- _Direction_
Copy each of the rows below word for word, but leave out the pictures.
++++++++
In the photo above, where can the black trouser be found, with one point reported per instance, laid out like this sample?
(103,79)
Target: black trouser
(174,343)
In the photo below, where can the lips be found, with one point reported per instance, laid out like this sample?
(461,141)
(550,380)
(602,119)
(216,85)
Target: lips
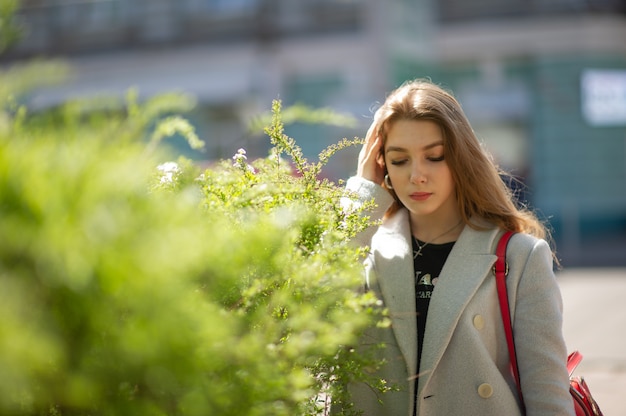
++++++++
- _Response below_
In the photo above, where can the black trouser be found, with one point reported per instance, laid out like this sample?
(103,79)
Target: black trouser
(174,343)
In the photo below, where can the lips be found, with one point reported per instance, laid out like this sample?
(461,141)
(550,380)
(602,119)
(216,85)
Target: lips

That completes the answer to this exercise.